Task brief:
Show every line in the items below that contains the word "hummingbird". Only matches with the same capitalization count.

Stored items:
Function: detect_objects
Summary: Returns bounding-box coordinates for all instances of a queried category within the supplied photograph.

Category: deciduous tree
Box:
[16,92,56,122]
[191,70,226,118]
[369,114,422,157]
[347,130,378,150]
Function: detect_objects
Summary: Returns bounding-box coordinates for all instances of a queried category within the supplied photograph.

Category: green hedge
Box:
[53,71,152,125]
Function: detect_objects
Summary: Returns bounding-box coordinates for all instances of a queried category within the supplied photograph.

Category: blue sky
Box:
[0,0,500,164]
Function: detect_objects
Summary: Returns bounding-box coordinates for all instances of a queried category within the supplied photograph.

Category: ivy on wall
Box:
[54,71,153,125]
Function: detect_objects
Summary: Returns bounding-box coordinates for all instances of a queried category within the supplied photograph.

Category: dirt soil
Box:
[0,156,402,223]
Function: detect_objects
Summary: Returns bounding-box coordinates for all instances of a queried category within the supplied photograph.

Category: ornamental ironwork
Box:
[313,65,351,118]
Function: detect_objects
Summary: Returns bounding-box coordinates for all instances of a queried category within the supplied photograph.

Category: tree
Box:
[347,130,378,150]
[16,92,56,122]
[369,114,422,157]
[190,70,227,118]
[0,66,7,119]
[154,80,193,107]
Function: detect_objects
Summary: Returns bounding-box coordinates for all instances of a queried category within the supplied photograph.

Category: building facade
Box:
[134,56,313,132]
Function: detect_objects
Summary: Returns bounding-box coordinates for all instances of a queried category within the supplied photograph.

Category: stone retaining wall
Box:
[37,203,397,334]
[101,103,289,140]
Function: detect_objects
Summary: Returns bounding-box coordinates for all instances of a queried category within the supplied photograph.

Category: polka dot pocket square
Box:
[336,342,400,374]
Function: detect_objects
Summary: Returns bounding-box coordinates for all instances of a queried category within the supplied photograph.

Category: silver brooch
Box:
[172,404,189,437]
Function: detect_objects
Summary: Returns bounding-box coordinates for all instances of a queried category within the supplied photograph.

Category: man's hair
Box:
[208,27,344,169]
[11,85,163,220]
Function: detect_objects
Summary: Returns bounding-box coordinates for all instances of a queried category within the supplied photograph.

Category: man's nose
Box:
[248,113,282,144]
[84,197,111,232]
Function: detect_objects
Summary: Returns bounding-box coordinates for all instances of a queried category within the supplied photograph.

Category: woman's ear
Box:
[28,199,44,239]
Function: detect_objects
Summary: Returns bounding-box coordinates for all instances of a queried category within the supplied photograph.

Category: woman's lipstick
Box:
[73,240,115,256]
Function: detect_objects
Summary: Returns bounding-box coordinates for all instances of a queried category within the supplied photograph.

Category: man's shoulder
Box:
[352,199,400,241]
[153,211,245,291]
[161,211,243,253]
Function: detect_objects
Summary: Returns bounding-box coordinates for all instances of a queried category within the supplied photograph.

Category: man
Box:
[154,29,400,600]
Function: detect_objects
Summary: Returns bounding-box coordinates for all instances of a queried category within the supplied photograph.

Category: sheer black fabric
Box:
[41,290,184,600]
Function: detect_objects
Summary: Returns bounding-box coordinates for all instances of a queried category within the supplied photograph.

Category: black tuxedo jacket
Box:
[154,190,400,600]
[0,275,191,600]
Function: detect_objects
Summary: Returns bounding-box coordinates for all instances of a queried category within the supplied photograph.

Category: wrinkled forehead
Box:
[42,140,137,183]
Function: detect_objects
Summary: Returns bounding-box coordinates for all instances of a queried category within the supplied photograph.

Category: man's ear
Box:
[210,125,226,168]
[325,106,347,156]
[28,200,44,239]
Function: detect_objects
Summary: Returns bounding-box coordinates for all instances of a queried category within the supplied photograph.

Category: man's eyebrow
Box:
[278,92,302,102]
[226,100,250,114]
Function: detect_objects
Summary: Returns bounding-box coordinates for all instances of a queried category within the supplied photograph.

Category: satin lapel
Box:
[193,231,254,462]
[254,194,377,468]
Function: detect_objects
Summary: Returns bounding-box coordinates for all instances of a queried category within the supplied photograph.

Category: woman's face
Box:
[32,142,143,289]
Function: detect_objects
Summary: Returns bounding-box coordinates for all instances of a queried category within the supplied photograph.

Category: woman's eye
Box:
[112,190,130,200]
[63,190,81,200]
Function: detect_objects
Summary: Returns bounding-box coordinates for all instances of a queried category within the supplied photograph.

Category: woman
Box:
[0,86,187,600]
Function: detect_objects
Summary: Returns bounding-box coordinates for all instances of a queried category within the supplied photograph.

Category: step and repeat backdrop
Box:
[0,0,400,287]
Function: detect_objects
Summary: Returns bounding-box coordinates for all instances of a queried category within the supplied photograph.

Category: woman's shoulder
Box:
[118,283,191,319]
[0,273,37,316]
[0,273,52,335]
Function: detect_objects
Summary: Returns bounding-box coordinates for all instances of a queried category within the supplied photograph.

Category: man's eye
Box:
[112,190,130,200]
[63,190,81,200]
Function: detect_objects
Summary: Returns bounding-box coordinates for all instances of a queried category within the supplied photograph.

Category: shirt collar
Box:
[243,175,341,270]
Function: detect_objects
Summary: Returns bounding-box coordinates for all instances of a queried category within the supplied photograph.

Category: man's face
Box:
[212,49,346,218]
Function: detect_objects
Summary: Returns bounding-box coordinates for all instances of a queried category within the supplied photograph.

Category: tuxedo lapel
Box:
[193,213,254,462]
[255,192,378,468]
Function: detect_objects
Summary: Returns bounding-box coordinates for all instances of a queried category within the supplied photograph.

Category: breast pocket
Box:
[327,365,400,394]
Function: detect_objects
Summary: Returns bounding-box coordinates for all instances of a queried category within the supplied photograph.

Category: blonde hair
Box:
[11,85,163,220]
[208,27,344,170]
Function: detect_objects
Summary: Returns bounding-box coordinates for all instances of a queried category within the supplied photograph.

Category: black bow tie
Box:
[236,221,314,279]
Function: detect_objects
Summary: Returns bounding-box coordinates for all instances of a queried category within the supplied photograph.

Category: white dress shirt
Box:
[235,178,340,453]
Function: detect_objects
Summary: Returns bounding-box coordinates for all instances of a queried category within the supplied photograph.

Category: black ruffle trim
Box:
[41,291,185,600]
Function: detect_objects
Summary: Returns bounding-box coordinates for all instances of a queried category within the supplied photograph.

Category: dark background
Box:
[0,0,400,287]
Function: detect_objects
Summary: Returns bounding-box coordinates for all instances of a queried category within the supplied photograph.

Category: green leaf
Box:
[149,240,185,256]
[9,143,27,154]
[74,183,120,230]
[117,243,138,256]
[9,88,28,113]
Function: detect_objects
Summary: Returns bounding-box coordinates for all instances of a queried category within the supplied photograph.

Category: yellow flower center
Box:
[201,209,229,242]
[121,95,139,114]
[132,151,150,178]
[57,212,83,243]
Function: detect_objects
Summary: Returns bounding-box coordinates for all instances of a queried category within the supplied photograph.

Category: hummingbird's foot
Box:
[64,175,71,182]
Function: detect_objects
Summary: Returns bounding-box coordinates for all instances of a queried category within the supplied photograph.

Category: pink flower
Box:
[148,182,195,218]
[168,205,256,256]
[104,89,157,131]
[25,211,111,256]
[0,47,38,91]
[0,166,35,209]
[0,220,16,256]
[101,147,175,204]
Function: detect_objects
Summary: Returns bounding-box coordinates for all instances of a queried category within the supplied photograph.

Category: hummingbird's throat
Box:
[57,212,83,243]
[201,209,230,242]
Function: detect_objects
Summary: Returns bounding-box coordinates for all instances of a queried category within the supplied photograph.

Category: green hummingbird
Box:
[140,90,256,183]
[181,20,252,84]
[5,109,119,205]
---
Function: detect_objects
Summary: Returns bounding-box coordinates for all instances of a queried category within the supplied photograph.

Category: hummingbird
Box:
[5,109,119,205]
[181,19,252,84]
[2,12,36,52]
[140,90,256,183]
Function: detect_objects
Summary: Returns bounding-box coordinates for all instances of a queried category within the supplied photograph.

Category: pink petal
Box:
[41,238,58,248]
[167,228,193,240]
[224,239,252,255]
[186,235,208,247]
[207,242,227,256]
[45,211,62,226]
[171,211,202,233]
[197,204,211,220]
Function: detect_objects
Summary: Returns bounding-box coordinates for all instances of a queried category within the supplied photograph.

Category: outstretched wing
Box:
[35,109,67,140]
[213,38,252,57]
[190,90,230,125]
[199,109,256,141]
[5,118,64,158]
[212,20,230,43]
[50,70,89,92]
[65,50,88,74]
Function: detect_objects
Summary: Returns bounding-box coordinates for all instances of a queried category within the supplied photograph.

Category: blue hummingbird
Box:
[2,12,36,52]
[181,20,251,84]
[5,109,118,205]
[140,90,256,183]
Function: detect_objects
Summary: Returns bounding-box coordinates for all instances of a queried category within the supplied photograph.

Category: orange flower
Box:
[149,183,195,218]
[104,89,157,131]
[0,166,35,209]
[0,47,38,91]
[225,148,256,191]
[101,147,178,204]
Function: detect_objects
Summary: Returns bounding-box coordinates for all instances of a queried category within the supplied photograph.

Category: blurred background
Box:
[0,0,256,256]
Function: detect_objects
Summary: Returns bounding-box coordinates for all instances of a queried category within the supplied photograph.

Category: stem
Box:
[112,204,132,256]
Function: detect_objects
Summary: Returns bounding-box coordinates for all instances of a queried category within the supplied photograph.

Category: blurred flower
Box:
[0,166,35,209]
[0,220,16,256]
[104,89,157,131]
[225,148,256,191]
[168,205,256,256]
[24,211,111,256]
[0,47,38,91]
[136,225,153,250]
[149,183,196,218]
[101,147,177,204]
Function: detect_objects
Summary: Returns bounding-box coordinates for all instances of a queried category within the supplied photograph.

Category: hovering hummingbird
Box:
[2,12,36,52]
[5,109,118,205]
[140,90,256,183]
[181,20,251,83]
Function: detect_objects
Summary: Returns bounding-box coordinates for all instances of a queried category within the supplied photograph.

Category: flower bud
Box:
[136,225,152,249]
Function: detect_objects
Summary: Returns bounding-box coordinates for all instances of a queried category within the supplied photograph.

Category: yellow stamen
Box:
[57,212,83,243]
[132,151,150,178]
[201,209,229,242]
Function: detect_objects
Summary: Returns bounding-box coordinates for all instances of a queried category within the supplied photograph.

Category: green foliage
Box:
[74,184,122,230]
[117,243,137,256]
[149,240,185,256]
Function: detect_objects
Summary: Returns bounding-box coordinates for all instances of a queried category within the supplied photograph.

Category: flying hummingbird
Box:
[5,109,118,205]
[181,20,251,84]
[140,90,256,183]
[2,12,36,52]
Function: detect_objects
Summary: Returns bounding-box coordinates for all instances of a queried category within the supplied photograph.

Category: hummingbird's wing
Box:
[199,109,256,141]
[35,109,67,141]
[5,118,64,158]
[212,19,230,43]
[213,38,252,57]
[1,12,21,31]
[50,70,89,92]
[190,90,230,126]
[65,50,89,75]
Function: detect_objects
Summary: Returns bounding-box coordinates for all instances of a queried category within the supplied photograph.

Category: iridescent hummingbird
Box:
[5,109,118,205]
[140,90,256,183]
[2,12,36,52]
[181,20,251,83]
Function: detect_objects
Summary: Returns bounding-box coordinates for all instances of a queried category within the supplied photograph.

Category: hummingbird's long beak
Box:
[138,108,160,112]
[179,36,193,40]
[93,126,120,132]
* * *
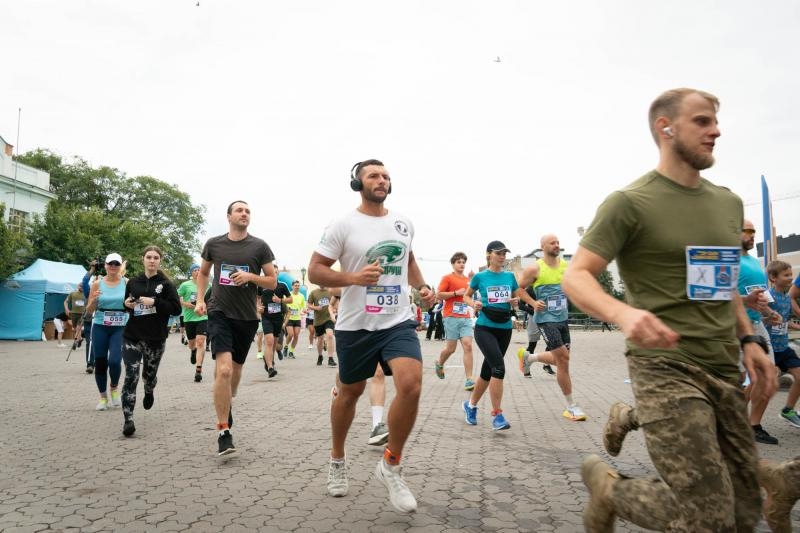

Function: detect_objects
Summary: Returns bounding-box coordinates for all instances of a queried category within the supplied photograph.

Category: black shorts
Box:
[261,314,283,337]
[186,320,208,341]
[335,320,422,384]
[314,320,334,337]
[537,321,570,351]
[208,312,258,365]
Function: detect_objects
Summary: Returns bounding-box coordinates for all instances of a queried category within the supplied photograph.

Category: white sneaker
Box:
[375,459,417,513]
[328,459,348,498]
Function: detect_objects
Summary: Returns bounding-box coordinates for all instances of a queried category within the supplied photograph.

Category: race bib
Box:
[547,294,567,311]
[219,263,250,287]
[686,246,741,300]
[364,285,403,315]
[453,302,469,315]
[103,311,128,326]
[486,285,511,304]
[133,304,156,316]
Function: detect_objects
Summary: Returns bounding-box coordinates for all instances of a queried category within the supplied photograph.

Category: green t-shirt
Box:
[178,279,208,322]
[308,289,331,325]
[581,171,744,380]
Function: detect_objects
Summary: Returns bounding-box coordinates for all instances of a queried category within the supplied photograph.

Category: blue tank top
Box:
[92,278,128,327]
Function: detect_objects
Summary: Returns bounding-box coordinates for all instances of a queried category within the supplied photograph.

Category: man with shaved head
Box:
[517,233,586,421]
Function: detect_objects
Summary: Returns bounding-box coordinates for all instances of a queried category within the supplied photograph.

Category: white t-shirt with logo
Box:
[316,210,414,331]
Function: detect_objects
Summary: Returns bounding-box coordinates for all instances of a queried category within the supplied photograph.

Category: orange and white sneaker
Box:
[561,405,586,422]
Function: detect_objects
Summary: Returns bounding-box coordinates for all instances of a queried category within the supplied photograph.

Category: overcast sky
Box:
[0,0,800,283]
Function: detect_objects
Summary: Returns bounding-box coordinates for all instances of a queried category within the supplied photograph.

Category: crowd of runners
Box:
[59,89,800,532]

Finished answer:
Category: hummingbird's foot
Category: hummingbird's throat
Category: green hummingbird
Category: hummingbird
Category: blue hummingbird
Category: hovering hummingbird
Category: flying hummingbird
Category: hummingbird's wing
Category: iridescent hummingbird
Category: hummingbird's long beak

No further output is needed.